--- AIM OF THE EXERCISE ---
Starting at the line that contains "the windshield wiper?", transcribe every remaining line of the entries exactly, including the last one.
* start INPUT RECORDS *
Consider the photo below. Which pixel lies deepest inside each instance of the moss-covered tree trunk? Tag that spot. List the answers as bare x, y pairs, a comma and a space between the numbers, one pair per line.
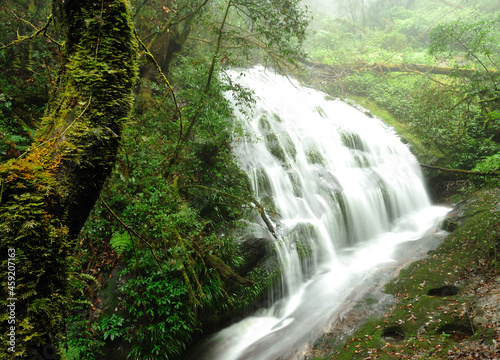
47, 194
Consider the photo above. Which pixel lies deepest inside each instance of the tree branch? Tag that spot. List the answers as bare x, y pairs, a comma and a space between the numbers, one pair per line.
461, 171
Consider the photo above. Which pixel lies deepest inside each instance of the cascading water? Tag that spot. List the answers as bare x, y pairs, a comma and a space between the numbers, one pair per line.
347, 191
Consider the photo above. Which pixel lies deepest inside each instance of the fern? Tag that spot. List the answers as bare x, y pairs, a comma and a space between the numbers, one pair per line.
120, 242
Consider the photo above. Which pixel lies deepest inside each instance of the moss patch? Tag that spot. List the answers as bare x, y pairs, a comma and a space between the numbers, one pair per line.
420, 326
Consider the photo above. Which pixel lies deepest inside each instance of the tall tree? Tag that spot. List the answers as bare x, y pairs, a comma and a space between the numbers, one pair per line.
47, 194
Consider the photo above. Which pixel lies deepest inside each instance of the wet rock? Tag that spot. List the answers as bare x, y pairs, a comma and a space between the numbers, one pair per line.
446, 290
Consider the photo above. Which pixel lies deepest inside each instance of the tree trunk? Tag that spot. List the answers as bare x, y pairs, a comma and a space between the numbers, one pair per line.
46, 196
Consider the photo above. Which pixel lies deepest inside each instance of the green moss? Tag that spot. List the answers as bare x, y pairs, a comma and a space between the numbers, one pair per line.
274, 147
49, 193
425, 325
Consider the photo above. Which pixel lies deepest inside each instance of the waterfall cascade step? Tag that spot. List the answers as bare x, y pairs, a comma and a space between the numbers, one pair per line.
344, 187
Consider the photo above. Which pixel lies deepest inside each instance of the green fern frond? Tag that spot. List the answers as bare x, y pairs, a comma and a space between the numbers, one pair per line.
121, 242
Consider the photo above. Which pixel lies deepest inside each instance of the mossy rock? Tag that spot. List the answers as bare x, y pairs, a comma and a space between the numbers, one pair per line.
274, 147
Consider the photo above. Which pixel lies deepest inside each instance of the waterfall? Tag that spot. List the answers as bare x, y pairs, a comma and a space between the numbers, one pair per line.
346, 191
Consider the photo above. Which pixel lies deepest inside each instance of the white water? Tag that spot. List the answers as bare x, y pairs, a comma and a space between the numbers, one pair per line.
345, 187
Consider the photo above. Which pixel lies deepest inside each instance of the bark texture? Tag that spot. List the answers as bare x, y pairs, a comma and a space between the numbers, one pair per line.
47, 194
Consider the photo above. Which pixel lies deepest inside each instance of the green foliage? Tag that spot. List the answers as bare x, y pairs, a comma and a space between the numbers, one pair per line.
120, 242
112, 326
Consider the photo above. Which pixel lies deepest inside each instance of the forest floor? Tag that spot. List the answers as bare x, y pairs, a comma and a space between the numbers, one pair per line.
443, 306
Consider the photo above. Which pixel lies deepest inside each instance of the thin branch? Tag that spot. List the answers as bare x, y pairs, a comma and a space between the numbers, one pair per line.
162, 75
130, 230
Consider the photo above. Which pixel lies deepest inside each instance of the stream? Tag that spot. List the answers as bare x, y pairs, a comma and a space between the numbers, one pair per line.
351, 207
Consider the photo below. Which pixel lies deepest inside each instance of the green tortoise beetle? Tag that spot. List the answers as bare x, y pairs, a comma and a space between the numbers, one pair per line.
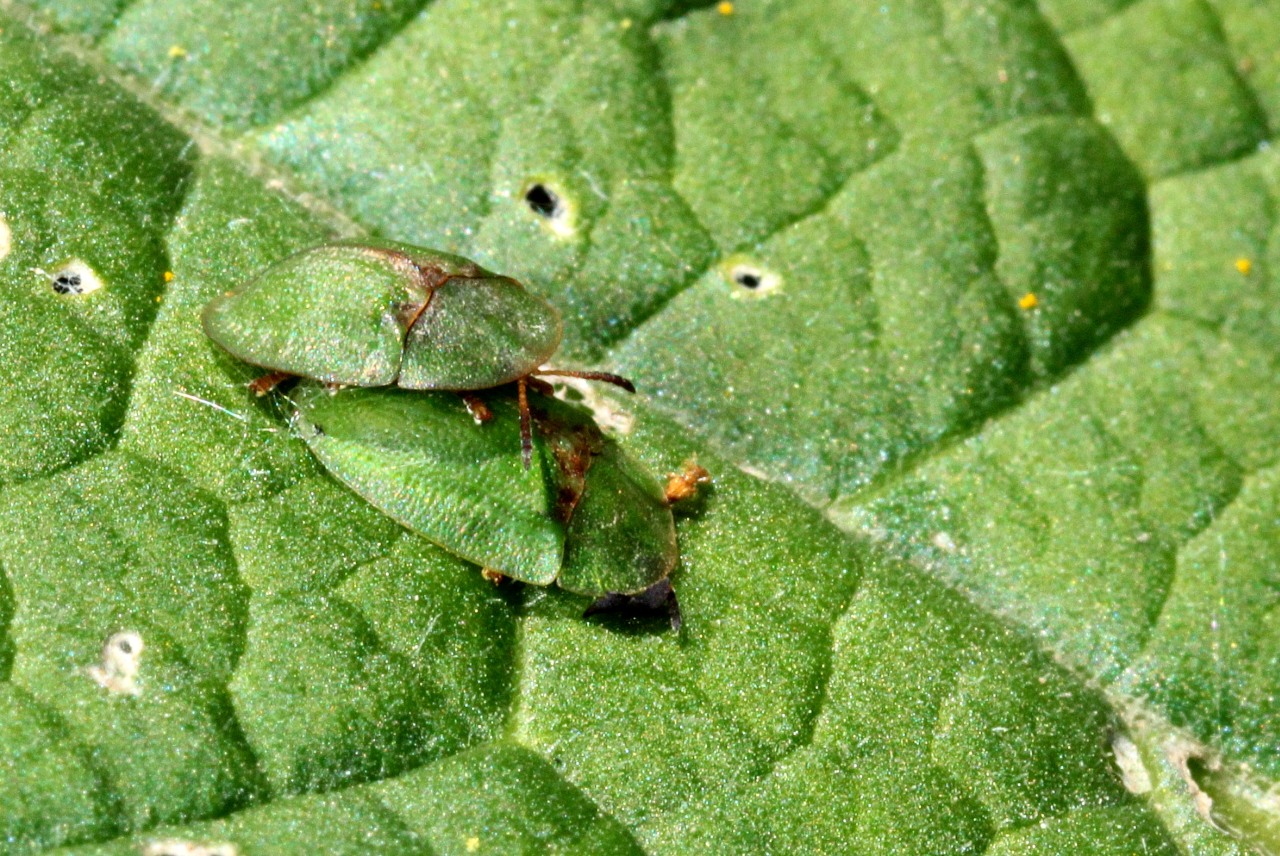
588, 517
384, 314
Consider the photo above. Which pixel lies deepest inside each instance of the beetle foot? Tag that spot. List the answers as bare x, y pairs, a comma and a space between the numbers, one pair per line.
266, 383
479, 411
658, 598
684, 484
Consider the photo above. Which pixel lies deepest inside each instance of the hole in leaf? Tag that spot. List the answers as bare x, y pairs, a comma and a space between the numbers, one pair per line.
553, 206
543, 201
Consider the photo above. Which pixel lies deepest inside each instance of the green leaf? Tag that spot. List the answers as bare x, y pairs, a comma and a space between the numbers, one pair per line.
967, 307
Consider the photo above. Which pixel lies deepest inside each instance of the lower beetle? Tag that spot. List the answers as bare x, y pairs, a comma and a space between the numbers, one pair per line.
588, 517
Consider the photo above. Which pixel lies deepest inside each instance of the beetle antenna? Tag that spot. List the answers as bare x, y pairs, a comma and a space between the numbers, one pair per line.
526, 433
617, 380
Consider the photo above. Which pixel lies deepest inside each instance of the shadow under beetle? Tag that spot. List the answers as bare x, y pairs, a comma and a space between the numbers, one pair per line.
384, 320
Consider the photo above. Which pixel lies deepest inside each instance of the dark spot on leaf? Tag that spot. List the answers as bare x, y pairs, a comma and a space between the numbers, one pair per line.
543, 201
68, 283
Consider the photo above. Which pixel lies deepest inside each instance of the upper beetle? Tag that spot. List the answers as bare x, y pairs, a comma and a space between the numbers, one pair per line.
384, 314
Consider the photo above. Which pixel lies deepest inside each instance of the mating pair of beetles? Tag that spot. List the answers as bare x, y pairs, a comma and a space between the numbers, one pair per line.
368, 326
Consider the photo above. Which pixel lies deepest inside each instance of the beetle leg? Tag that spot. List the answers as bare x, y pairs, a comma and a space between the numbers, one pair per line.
540, 387
526, 433
617, 380
479, 411
684, 484
266, 383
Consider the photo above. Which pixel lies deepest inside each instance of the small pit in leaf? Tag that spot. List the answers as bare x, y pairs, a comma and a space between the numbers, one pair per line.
119, 665
74, 278
750, 280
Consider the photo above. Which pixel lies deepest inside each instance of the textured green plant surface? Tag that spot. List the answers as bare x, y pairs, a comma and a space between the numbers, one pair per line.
967, 306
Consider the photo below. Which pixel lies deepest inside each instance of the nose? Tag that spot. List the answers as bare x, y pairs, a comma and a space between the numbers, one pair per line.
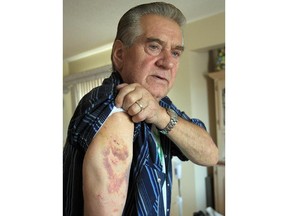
166, 60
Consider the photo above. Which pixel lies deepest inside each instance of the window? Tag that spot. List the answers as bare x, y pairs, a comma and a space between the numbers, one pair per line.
81, 83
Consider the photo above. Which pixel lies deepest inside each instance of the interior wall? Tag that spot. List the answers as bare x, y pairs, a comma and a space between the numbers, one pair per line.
189, 94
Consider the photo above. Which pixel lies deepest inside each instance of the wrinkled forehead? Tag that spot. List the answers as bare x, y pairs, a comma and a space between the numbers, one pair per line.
162, 28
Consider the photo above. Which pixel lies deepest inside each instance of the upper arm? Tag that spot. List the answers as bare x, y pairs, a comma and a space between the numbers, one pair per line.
106, 166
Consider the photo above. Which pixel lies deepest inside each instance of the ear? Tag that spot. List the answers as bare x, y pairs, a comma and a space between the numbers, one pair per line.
117, 55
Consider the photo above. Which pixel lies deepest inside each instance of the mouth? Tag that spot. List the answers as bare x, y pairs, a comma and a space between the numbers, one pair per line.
160, 78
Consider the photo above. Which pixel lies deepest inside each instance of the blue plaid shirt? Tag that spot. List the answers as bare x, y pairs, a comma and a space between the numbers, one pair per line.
146, 176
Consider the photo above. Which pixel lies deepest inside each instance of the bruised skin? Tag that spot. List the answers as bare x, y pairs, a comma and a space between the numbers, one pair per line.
114, 155
106, 167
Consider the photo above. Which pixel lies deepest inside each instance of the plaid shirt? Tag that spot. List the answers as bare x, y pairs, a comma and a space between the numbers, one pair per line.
146, 176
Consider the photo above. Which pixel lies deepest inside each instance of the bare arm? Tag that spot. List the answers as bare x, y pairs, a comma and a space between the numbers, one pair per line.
106, 167
191, 139
195, 143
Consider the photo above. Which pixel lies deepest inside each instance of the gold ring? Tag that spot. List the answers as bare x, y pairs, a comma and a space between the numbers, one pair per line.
140, 105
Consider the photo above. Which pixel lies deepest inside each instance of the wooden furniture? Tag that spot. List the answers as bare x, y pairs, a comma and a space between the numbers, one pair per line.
219, 169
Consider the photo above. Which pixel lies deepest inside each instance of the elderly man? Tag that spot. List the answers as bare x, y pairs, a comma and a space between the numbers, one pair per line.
123, 134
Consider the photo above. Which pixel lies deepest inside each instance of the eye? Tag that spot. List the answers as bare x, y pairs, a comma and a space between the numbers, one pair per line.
153, 48
176, 53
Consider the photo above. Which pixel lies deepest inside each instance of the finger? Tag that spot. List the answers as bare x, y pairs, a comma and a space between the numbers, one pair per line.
121, 86
128, 95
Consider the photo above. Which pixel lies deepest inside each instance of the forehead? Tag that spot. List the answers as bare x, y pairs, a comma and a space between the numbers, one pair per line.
165, 29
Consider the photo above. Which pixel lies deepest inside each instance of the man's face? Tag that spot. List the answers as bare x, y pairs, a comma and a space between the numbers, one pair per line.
154, 57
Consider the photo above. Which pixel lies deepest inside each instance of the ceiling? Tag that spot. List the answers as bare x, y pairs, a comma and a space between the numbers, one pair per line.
90, 24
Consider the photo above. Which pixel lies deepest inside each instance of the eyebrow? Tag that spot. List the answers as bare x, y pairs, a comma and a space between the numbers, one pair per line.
151, 39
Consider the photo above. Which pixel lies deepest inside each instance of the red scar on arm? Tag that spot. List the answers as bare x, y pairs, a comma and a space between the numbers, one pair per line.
114, 156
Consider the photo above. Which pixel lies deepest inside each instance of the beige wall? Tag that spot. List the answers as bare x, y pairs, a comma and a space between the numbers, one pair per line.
189, 94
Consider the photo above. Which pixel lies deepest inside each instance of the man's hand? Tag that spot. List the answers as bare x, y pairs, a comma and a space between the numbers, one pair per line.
141, 105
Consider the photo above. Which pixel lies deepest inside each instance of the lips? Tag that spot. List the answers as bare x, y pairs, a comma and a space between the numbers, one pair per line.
160, 77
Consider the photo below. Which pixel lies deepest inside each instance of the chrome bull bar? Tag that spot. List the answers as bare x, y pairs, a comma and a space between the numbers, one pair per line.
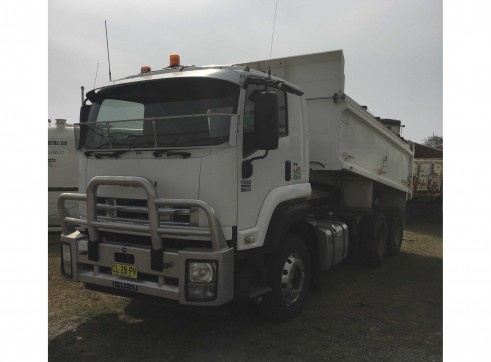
154, 227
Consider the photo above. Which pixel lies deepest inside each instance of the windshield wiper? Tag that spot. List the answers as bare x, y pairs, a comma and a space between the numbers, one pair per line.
99, 154
210, 141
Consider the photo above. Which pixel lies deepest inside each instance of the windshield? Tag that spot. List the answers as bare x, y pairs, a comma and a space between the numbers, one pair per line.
178, 112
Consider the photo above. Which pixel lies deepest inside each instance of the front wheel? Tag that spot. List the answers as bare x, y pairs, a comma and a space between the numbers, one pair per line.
289, 276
* end INPUT RECORDS *
--- FULL ANSWER ---
Consider the photo above. Which pixel lies deepest inside each instance of the windshield wiper? Tag that spot. List the answers as bare x, y pairs, a comma and a space between the numbers, one pair per line.
99, 154
210, 141
Consider the photo above. Which pixel lies deepest inside each instance of the windshield? Tag that spot. List the answers as bare x, y pairs, a comma and a space between the numbers, one pair per line.
178, 112
Consider the photo above. Which pixel lies deepest inside each instance of the front wheel? Tag that spot. List the answers as bare x, y pairs, a comma and a space between the numbers, one pair per line.
289, 276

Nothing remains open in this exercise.